Reference will be made to the figures on the accompanying drawing sheets. The figures are schematic in nature and therefore not necessarily drawn to scale. Furthermore, equal reference numerals denote equal or similar parts. On the attached drawing sheets:

Fig. 1a shows an isometric view of a LED lighting device according to an embodiment of the invention.
Fig. 1b shows a detail B of the LED lighting device of fig. 1a.
Fig. 2a shows a cross section along the line A - A' of the LED lighting device of fig. 1a.
Fig. 2b shows a detail C of the LED lighting device of fig. 2a.
Fig. 3 shows a luminaire having a LED lighting device according to an embodiment of the invention.

DETAILED DESCRIPTION OF EMBODIMENTS

The invention will be further elucidated in exemplary embodiments thereof as described below.
In fig 1a an isometric view of a LED lighting device (100 is shown, having a carrier 101, two LED-modules 103, a compressible spacer 102, and a glass cover 104. The LED lighting device 100 may comprise one or more LED-modules 103, which can be electrically connected in series or in parallel as required. In fig. 1a the two LED-modules are shown mounted on the carrier 101 with a gap 107 in between.
The LED-modules 103 each comprise a substrate 106 and LED's 105. The LED-modules 103 are mounted with their substrate 106 on the carrier 101. The carrier 101 is made of heat conductive material such as metal. The carrier 101 thereby not only serves as support for the LED-modules 103, but also provide heat sink capacity for heat generated within the LED-modules 103. The metal of the carrier 101 can be preferably steel or more preferably aluminium. The LED-modules 103 can be fixed to the carrier 101 using an adhesive, preferably a heat conductive adhesive. Alternative means for attaching the LED-modules 103 to the carrier can be considered, such as clamps and the like, whilst appropriate thermal contact between LED-modules 103, i.e. substrate 106 and carrier 101 is observed.

▸ **Listed records**
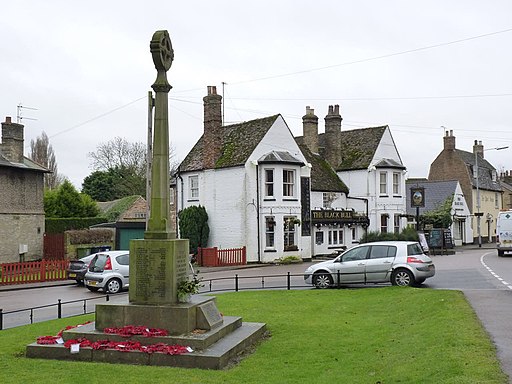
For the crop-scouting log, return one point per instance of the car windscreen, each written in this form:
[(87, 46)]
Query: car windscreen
[(98, 263), (382, 251), (414, 249)]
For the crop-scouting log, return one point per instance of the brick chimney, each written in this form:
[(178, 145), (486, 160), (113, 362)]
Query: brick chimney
[(333, 136), (12, 141), (449, 141), (310, 129), (478, 148), (212, 136)]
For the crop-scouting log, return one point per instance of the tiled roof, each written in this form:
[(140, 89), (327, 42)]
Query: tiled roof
[(27, 164), (436, 193), (358, 147), (238, 142), (485, 171), (323, 177)]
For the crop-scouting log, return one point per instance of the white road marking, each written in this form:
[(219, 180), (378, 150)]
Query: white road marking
[(493, 273)]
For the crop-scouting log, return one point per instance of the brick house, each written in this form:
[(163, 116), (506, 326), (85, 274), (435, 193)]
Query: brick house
[(21, 199), (477, 178), (506, 184)]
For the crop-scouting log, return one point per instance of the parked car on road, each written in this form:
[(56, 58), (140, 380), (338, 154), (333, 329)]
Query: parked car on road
[(401, 263), (108, 271), (78, 268), (504, 232)]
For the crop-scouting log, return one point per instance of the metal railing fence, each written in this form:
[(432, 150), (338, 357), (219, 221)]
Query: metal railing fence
[(235, 283)]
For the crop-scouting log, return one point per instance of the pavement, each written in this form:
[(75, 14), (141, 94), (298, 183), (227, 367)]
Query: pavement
[(493, 307)]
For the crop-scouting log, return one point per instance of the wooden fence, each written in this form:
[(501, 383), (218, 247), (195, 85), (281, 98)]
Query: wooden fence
[(213, 257), (33, 271)]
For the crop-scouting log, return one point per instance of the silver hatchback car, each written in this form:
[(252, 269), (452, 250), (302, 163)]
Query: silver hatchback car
[(109, 271), (401, 263)]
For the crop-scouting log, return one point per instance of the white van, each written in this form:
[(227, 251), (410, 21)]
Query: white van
[(504, 232)]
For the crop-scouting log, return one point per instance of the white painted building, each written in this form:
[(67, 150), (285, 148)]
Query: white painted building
[(253, 180), (435, 194), (368, 163)]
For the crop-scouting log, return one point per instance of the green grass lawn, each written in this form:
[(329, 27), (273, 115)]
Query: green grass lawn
[(381, 335)]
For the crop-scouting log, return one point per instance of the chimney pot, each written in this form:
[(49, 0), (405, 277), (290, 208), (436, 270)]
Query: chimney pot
[(310, 129)]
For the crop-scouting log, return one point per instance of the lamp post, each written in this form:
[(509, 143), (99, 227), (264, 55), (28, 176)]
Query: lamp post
[(479, 214)]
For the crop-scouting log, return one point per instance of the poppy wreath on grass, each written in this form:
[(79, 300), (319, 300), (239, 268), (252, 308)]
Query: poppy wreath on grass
[(123, 346), (49, 340), (133, 330), (129, 346)]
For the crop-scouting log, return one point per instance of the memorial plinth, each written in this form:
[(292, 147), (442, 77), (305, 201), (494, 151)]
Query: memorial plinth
[(158, 263)]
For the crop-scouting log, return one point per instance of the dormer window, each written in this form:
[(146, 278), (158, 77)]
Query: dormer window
[(288, 182), (269, 183), (383, 183)]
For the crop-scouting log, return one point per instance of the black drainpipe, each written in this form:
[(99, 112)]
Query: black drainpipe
[(366, 201), (258, 210)]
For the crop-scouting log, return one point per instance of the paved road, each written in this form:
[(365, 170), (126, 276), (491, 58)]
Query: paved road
[(485, 279)]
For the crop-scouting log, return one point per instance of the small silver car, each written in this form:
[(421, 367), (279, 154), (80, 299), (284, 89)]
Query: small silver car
[(401, 263), (109, 271)]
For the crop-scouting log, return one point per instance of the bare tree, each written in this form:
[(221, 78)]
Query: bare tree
[(41, 151), (119, 153)]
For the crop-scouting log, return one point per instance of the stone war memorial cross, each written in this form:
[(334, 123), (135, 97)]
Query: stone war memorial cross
[(158, 262)]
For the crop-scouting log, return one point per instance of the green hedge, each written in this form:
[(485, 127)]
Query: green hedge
[(60, 225)]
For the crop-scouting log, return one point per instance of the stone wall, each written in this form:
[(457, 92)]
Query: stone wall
[(16, 229), (21, 213)]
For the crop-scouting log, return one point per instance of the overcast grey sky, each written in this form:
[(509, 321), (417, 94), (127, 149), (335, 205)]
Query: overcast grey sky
[(412, 65)]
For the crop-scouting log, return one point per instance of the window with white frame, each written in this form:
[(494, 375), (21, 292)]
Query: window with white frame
[(270, 225), (193, 185), (384, 222), (335, 237), (289, 233), (288, 182), (396, 183), (383, 183), (269, 183), (396, 223)]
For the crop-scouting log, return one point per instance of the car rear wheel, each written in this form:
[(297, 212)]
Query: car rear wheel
[(402, 278), (322, 280), (113, 286)]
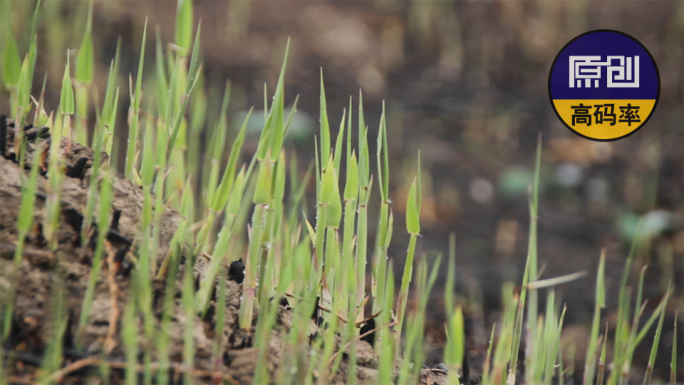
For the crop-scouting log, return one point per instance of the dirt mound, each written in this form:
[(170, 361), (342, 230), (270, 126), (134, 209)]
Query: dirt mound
[(42, 270)]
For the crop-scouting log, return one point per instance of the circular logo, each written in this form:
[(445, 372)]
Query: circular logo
[(604, 85)]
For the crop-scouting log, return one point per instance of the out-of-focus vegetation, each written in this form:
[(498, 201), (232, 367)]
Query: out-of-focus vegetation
[(463, 81)]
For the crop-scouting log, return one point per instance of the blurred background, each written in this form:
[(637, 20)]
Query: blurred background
[(464, 82)]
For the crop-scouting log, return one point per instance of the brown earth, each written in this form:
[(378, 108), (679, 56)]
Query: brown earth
[(41, 271)]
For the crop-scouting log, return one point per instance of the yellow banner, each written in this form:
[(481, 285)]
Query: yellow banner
[(604, 119)]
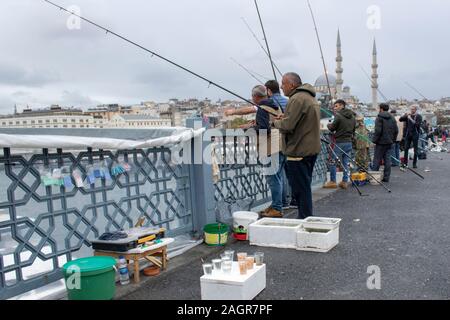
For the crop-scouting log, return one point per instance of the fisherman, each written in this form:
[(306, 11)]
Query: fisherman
[(386, 132), (301, 126), (273, 91), (266, 107), (343, 127), (411, 134), (361, 145), (444, 135), (395, 152)]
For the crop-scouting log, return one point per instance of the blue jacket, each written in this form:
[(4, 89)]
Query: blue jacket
[(280, 101), (263, 117)]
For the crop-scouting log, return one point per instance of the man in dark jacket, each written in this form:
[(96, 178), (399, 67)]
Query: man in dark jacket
[(386, 131), (343, 127), (301, 127), (412, 134)]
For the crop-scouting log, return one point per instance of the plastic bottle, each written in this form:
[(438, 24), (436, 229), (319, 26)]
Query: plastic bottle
[(124, 275)]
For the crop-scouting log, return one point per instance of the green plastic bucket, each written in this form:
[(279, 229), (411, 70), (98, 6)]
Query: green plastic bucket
[(216, 234), (92, 278)]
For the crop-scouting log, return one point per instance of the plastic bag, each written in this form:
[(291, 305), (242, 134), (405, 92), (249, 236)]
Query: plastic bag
[(66, 177), (78, 177)]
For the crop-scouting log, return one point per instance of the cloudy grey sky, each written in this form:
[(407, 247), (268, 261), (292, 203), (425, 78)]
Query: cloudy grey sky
[(43, 62)]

▸ **Given instruction**
Extend the LED lighting device description above, starting right after its final sentence.

▸ **Output of the exercise**
The glass cover 104 is attached to the carrier 101 using a seal, which will be explained in more detail with reference to fig. 2a. To preserve a distance between the LED's 105 and the glass cover 104, the glass cover 104 and carrier 101 are separated using the compressible spacer 102. The compressible spacer 102 can be made of a resilient material such as for example ethylene propylene diene monomer rubber (EPDM). Similar synthetic or non-synthetic rubber-like materials may be applied. The compressible spacer material 102 must be durable to sustain the resilient, compressible properties over a long lifespan of the LED lighting device. A lifespan of at least 100000 hrs. is preferred.
The compressible spacer 102 may be provided in the form of strips which can be fixed to at least one of the carrier 101 and the glass cover 104, preferably to the carrier 101. The compressible spacer 102 is preferably located adjacent the LED-modules 103. The compressible spacer 102 need not fully surround the LED-modules 103. Small openings may be provided for allowing wiring, i.e. supply lines to pass through.
The glass cover 104 is chosen flat to allow for optimal impact resistance. The flat shape spreads any incident force as evenly as possible over the glass cover surface. The glass is preferably laminated or hardened to allow high impact resistance even at low operating temperatures such as -30 °C, as required for explosion proof lighting equipment. The use of glass ensures high transparency of the LED lighting device over its life span without discoloration. Discoloration is common in plastic covers made from for example polycarbonate, which is undesirable for high performance LED lighting devices having a long lifespan.
The LED-modules 103 in fig. 1a are shown as rectangular oblong modules. The skilled person will understand that other shapes, round, ellipsoidal etc. may apply. Also, the LED-modules 103 are shown having LED's 105 in a straight line. Other LED configurations and distribution patterns on the substrate may apply as will be readily understood by the skilled person.
The LED lighting device shown in fig. 1a is intended for being mounted in a luminaire, wherein the glass cover 104 is exposed to the environment, and the carrier 101 having the LED-modules 103 is enclosed in the luminaire, as will be further detailed in relation to fig. 3.
In fig. 1b, a detail B is shown of the LED lighting device 100, wherein the glass cover 104 is provided with an opaque section 108 and transparent sections 109, which transparent sections overlap with the LED's 105 to expose the LED's, whilst the opaque section 108 covers the remaining underlying parts, such as the compressible spacer 102 and seal as will be further detailed below in relation to fig. 2a and fig. 2b. By covering the compressible spacer 102 and seal, protection from radiation from the environment is achieved, thereby preserving long life span and durability of these parts.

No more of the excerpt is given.